===== Available records

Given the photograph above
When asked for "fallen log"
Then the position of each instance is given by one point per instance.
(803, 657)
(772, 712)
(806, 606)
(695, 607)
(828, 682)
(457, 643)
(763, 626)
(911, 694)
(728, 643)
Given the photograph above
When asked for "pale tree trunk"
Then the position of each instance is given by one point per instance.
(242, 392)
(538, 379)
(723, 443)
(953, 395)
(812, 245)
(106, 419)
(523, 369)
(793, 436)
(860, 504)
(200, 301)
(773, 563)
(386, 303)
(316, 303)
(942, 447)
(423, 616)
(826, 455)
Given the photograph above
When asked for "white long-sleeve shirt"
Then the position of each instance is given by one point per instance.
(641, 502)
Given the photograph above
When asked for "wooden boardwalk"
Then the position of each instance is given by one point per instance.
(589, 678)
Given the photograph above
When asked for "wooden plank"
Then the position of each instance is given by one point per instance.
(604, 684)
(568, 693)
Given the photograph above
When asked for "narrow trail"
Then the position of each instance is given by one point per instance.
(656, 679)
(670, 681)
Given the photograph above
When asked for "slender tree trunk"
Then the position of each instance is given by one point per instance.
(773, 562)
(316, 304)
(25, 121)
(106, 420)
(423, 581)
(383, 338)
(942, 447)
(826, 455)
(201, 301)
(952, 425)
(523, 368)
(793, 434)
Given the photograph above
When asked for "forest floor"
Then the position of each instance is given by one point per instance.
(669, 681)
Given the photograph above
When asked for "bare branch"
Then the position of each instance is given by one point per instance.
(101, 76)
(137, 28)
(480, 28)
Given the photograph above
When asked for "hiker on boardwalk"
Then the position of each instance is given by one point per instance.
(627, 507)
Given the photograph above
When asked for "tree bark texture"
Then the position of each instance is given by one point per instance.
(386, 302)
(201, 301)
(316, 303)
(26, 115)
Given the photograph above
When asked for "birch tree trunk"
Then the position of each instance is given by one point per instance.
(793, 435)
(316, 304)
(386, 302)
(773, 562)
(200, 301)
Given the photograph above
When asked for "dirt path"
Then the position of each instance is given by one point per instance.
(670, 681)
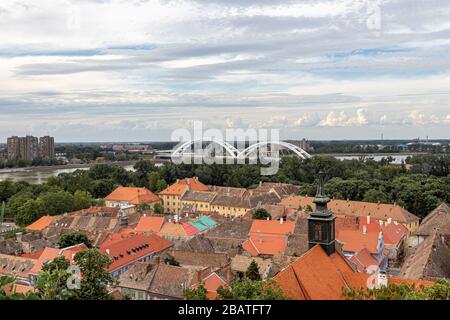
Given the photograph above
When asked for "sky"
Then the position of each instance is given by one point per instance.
(136, 70)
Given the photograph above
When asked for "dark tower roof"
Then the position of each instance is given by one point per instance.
(321, 227)
(321, 200)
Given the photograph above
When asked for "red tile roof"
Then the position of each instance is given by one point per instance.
(257, 245)
(40, 224)
(133, 195)
(379, 211)
(355, 241)
(150, 224)
(33, 255)
(182, 185)
(271, 227)
(49, 254)
(317, 276)
(314, 276)
(133, 248)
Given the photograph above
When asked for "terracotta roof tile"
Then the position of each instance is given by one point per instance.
(133, 195)
(133, 248)
(40, 224)
(179, 187)
(379, 211)
(149, 224)
(272, 227)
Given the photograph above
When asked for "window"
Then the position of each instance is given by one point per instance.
(317, 232)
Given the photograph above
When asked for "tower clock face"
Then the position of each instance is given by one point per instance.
(318, 234)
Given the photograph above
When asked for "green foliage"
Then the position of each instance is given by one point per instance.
(73, 238)
(247, 289)
(440, 290)
(374, 195)
(51, 283)
(199, 293)
(261, 214)
(95, 275)
(155, 182)
(253, 271)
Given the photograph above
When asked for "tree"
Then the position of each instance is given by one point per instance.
(261, 214)
(171, 261)
(440, 290)
(29, 212)
(247, 289)
(57, 202)
(82, 200)
(253, 271)
(51, 282)
(158, 208)
(73, 238)
(199, 293)
(155, 182)
(95, 276)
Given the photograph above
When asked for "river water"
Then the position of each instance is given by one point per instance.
(40, 175)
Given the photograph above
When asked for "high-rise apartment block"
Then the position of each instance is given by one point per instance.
(29, 147)
(47, 147)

==========

■ Work required ■
Select each line of the records above that contains the string "roof".

■ Output for this exercise ■
When asked for "dark tower roof"
When asked for "red tile roof"
When asked for "terracotta roof tile"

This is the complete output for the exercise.